:: ASSIGNMENT ::
An exact copy of all the data, minus the images, is required.

━━━ GIVEN RECORDS ━━━

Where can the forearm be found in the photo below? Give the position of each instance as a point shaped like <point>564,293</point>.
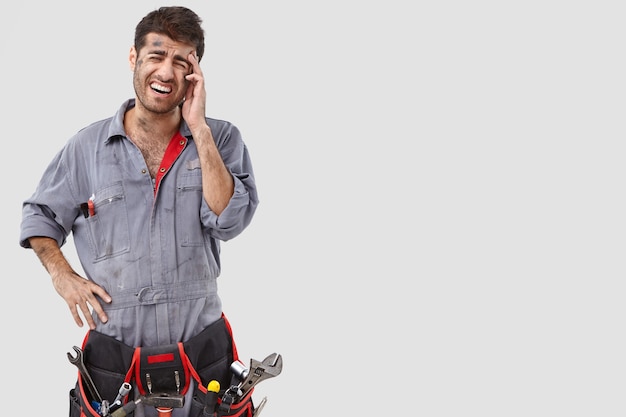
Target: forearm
<point>217,182</point>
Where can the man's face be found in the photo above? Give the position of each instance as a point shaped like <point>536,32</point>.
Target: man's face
<point>159,71</point>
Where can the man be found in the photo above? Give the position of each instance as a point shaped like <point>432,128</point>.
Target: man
<point>148,195</point>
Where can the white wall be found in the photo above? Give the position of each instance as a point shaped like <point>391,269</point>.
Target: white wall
<point>441,224</point>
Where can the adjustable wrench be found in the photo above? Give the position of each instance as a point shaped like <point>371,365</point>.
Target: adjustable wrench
<point>259,371</point>
<point>80,364</point>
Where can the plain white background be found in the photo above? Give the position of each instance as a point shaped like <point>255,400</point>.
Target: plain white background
<point>441,229</point>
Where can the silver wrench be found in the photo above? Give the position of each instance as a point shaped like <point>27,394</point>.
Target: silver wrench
<point>80,364</point>
<point>259,371</point>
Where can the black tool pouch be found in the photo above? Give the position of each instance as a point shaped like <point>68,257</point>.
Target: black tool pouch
<point>161,374</point>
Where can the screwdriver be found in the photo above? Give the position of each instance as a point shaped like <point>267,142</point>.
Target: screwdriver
<point>213,388</point>
<point>126,409</point>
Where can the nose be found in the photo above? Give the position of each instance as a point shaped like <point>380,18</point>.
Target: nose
<point>165,72</point>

━━━

:: SOLUTION FOR THIS TASK ::
Where can the forearm be found in the photo below? Give the position of each instance as a point shaped like <point>564,293</point>.
Target: forearm
<point>217,182</point>
Where can the man's face be found in the photo above? Give the position of each instance as a point shaped like <point>536,32</point>.
Target: man's face
<point>159,71</point>
Where can the man be found in the photo above? Give the position of each instance as a point shaped like <point>432,128</point>.
Target: man
<point>148,195</point>
Where can the white wall be found in the photo above? Give the position of each instance as a point shaped like <point>391,269</point>.
Target: white wall
<point>441,224</point>
Where can the adjustable wrench be found in the photo above? Give the position of each instance as a point shaped like <point>371,365</point>.
Target: adjustable wrench
<point>259,371</point>
<point>80,364</point>
Where can the plain white background be found in the photo above? Give the position of each instance as a point shaped like <point>255,400</point>.
Target: plain white background
<point>441,229</point>
Where can the silver wrench be found in the photo above? Give the position of each instance as a point shaped like <point>27,394</point>.
Target: silver wrench
<point>80,364</point>
<point>259,371</point>
Where can the black tool pouch be found in the photo above? Give the position of each instance as a point shaped like <point>68,257</point>.
Target: black tool pouch
<point>161,374</point>
Where can the screwdriver be found in the photo above? Give the position of each instance as a point shaped like <point>267,142</point>.
Target: screwdriver
<point>213,388</point>
<point>126,409</point>
Where can the nose be found in the photo above? Give the position of each instance as a point shaped like <point>380,18</point>.
Target: nose
<point>165,72</point>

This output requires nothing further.